> _Stated goal A_:
Answer each question about the post on monitoring backups with Extended Events, marking your answers (i), (ii), (iii) to match:
(i) Which conference did the author attend?
(ii) Whom does the author credit for the event session?
(iii) What name is given to the event session that the code creates?
> _Stated goal B_:
Pick up the post on monitoring backups with Extended Events at the point where it stops, and carry it on from there.

> _Excerpt provided_:
--- --- ---

Monitoring Backups With Extended Events

This sure has taken me a while to produce. I’ve been working on it for about a month now. However, I went to the 2013 PASS Summit and have been trying to work through implementing many of the things that I learned there in our environment. Just about the time I got a handle on that, I went on call and the rest has been a blur. Also, sorry the screencaps are so small. I’ll do better next time.

I’m really starting to enjoy Extended Events! In our environment, we have a few large databases for which we’ve been trying to figure out how to improve the speed of our backups.

The Event Session (straight from Jonathan Kehayias):

-- Create the Event Session
CREATE EVENT SESSION BackupMonitoring
ON SERVER
ADD EVENT sqlserver.sql_statement_starting
( ACTION (sqlserver.database_id, sqlserver.sql_text)
WHERE (sqlserver.session_id = 59)),
ADD EVENT sqlserver.sql_statement_completed
( ACTION (sqlserver.database_id, sqlserver.sql_text)
WHERE (sqlserver.session_id = 59)),
ADD EVENT sqlserver.databases_backup_restore_throughput
( WHERE (sqlserver.session_id = 59)),
ADD EVENT sqlos.wait_info
( ACTION (sqlserver.database_id)
WHERE (sqlserver.session_id = 59 AND duration > 0)),
ADD EVENT sqlos.wait_info_external
( ACTION (sqlserver.database_id)

--- --- ---

> _Information provided_:
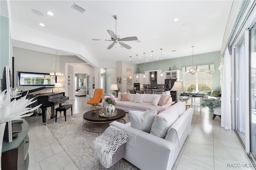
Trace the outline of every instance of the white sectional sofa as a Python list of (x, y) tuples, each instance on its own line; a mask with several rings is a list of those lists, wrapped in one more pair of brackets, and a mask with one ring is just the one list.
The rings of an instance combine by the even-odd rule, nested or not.
[[(122, 101), (122, 94), (129, 95), (129, 101)], [(164, 94), (162, 95), (164, 95), (164, 97), (167, 96)], [(170, 107), (174, 103), (172, 102), (172, 99), (170, 97), (166, 104), (164, 102), (164, 103), (161, 102), (162, 104), (160, 104), (159, 102), (161, 102), (161, 94), (118, 93), (118, 97), (116, 98), (115, 106), (117, 109), (122, 109), (128, 113), (129, 110), (141, 111), (153, 109), (159, 110)]]
[(86, 95), (86, 90), (85, 89), (79, 89), (78, 92), (75, 92), (75, 95), (80, 96)]
[[(129, 135), (124, 158), (142, 170), (171, 170), (190, 128), (193, 110), (186, 109), (180, 102), (155, 116), (150, 133), (132, 127), (131, 122), (110, 123)], [(169, 121), (173, 124), (168, 128), (166, 123)], [(157, 132), (166, 135), (157, 136)]]

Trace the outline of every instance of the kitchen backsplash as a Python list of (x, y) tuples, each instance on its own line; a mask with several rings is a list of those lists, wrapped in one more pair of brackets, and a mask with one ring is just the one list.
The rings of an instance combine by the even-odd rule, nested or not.
[(143, 88), (144, 88), (145, 86), (146, 86), (147, 88), (151, 88), (151, 87), (152, 88), (154, 88), (154, 87), (156, 87), (156, 88), (158, 89), (159, 87), (159, 89), (164, 89), (164, 84), (158, 84), (157, 80), (150, 81), (150, 84), (143, 84)]

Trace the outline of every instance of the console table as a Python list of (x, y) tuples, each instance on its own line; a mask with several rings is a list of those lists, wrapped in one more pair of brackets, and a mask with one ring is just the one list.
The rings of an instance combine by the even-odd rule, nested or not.
[(28, 123), (23, 120), (21, 123), (22, 131), (18, 132), (18, 137), (11, 143), (3, 141), (2, 148), (2, 169), (27, 170), (29, 157), (28, 135)]

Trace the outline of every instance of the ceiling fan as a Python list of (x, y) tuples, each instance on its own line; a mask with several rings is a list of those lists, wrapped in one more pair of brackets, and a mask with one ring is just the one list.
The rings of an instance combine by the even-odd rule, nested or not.
[(107, 39), (92, 39), (93, 40), (96, 40), (96, 41), (114, 41), (113, 43), (110, 45), (108, 47), (107, 49), (111, 49), (116, 43), (119, 44), (121, 45), (122, 46), (124, 47), (124, 48), (126, 48), (127, 49), (130, 49), (132, 48), (132, 47), (122, 42), (122, 41), (135, 41), (138, 40), (138, 41), (140, 41), (138, 39), (138, 38), (137, 37), (126, 37), (125, 38), (121, 38), (121, 37), (116, 34), (116, 20), (118, 19), (118, 17), (117, 16), (114, 16), (114, 18), (116, 20), (116, 33), (115, 34), (114, 32), (113, 32), (111, 30), (107, 30), (107, 31), (111, 36), (111, 40), (107, 40)]

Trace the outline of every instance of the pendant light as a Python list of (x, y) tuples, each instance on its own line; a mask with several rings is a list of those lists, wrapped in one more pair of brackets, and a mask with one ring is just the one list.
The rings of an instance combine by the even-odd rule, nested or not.
[(192, 74), (194, 74), (196, 73), (196, 70), (194, 67), (194, 46), (191, 47), (192, 47), (192, 67), (189, 69), (189, 72)]
[[(160, 49), (161, 50), (161, 68), (162, 68), (162, 51), (163, 49)], [(163, 76), (164, 76), (164, 74), (163, 74), (162, 73), (161, 73), (160, 74), (160, 76), (161, 77), (162, 77)]]
[[(137, 63), (138, 63), (138, 54), (136, 54), (136, 55), (137, 56)], [(138, 64), (136, 64), (136, 67), (137, 68), (137, 69), (136, 70), (138, 72)], [(137, 72), (136, 73), (138, 73), (138, 72)], [(136, 78), (139, 78), (139, 76), (138, 75), (136, 75)]]
[[(60, 71), (60, 72), (56, 72), (56, 65), (57, 65), (57, 59), (59, 60), (59, 64), (60, 64), (60, 67), (59, 68), (59, 71)], [(54, 64), (53, 65), (53, 72), (50, 72), (50, 75), (51, 76), (62, 76), (64, 75), (63, 73), (62, 72), (62, 70), (61, 70), (61, 67), (60, 66), (60, 56), (59, 55), (59, 53), (57, 51), (56, 51), (56, 52), (55, 53), (55, 59), (54, 60)]]
[(132, 68), (131, 67), (131, 63), (132, 62), (132, 56), (130, 57), (130, 78), (132, 78)]
[(143, 53), (144, 54), (144, 75), (143, 75), (143, 78), (146, 78), (146, 74), (145, 74), (145, 53)]
[[(152, 70), (153, 70), (153, 52), (154, 51), (151, 51), (151, 52), (152, 52)], [(154, 74), (153, 74), (153, 72), (152, 72), (151, 73), (151, 77), (154, 77)]]

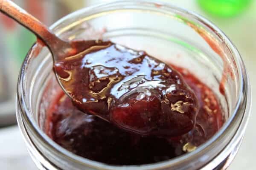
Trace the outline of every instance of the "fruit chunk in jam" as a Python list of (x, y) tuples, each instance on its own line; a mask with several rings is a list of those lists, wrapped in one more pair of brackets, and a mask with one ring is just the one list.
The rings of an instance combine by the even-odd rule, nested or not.
[[(58, 95), (50, 102), (42, 128), (64, 148), (84, 158), (110, 164), (154, 163), (192, 151), (221, 127), (222, 111), (215, 95), (206, 85), (187, 70), (172, 67), (181, 73), (198, 100), (195, 126), (183, 135), (160, 137), (128, 133), (79, 110), (58, 85)], [(41, 116), (44, 115), (43, 100), (49, 95), (44, 93), (42, 98)]]
[(191, 130), (198, 99), (181, 76), (142, 51), (89, 41), (55, 69), (73, 103), (125, 130), (176, 136)]

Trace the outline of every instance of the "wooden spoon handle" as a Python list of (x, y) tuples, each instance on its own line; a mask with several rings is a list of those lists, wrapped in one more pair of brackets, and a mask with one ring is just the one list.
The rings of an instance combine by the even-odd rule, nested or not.
[(52, 33), (46, 26), (11, 0), (0, 0), (0, 11), (33, 32), (52, 49), (56, 48), (54, 45), (59, 44), (60, 42), (64, 42)]

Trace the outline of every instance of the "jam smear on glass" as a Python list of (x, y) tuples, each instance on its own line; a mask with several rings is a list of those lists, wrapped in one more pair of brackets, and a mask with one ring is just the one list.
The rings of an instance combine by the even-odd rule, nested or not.
[(198, 99), (170, 65), (110, 41), (84, 48), (55, 65), (80, 110), (140, 135), (177, 136), (195, 127)]

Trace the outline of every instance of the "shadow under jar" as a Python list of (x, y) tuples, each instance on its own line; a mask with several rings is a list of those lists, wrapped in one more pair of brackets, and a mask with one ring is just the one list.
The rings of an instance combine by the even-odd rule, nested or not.
[(194, 150), (155, 163), (112, 165), (79, 156), (55, 142), (47, 131), (54, 125), (47, 122), (54, 104), (58, 97), (65, 99), (59, 94), (49, 50), (36, 44), (21, 69), (16, 108), (19, 125), (38, 168), (209, 170), (224, 169), (230, 164), (243, 139), (251, 94), (238, 51), (218, 28), (177, 7), (127, 1), (82, 9), (57, 21), (51, 28), (67, 40), (110, 40), (183, 68), (179, 71), (192, 74), (215, 94), (224, 123)]

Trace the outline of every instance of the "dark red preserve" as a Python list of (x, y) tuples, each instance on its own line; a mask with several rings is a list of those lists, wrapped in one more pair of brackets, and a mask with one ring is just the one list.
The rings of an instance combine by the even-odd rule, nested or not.
[(193, 151), (222, 125), (215, 95), (187, 70), (111, 42), (91, 45), (55, 68), (78, 100), (58, 87), (46, 113), (44, 130), (64, 148), (110, 164), (154, 163)]
[(125, 130), (176, 136), (191, 130), (198, 99), (182, 76), (143, 51), (89, 41), (55, 70), (75, 106)]

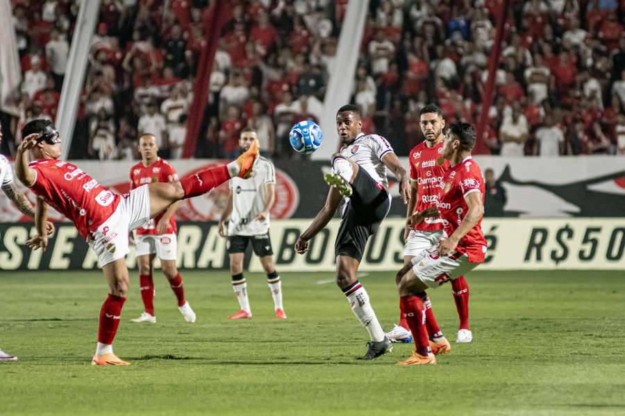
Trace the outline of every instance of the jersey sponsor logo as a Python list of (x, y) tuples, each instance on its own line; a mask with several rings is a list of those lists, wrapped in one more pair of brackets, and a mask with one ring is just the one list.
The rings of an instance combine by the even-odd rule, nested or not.
[(69, 172), (66, 172), (65, 175), (63, 175), (63, 177), (65, 180), (74, 180), (76, 176), (83, 173), (83, 170), (80, 168), (76, 168), (76, 170), (72, 171), (74, 168), (70, 165), (67, 166), (67, 169), (69, 169)]
[(442, 176), (433, 176), (432, 177), (417, 178), (417, 184), (419, 185), (435, 185), (442, 180)]
[(92, 179), (88, 182), (83, 185), (83, 189), (85, 192), (87, 192), (87, 193), (89, 193), (93, 190), (94, 188), (97, 188), (98, 186), (99, 186), (99, 184), (100, 184), (98, 183), (98, 181), (94, 179)]
[(96, 196), (96, 202), (103, 207), (108, 207), (115, 199), (115, 194), (107, 189), (103, 190)]

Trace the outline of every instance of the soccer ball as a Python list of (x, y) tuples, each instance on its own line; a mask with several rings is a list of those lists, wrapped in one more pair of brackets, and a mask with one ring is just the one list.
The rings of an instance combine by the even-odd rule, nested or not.
[(310, 155), (321, 146), (323, 135), (314, 121), (304, 120), (296, 123), (289, 132), (291, 146), (298, 153)]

--- --- ---

> _Expected answer A_:
(i) The 2013 PASS Summit
(ii) Jonathan Kehayias
(iii) BackupMonitoring

> _Expected answer B_:
WHERE (sqlserver.session_id = 59 AND duration > 0)),
ADD EVENT sqlserver.trace_print
( WHERE (sqlserver.session_id = 59)),
ADD EVENT sqlserver.file_read
( WHERE (sqlserver.session_id = 59)),
ADD EVENT sqlserver.file_read_completed
( WHERE (sqlserver.session_id = 59)),
ADD EVENT sqlserver.physical_page_read
( WHERE (sqlserver.session_id = 59)),
ADD EVENT sqlserver.databases_log_cache_read
( WHERE (database_id = 11)),
ADD EVENT sqlserver.databases_log_cache_hit
( WHERE (database_id = 11)),
ADD EVENT sqlserver.databases_log_flush
( WHERE (database_id = 11)),
ADD EVENT sqlserver.checkpoint_begin
( WHERE (database_id = 11)),
ADD EVENT sqlserver.checkpoint_end
( WHERE (database_id = 11))
ADD TARGET package0.event_file(
SET filename='D:\temp\BackupMonitoring1.xel',
metadatafile = 'D:\temp\BackupMonitoring1.xem')
WITH (TRACK_CAUSALITY = ON);
GO

Then run it

ALTER EVENT SESSION BackupMonitoring
ON SERVER
STATE=START
GO

BACKUP DATABASE [db_name]
TO
DISK=N'NUL' --BACKUP DATABASE successfully processed 473620 pages in 42.130 seconds (87.827 MB/sec).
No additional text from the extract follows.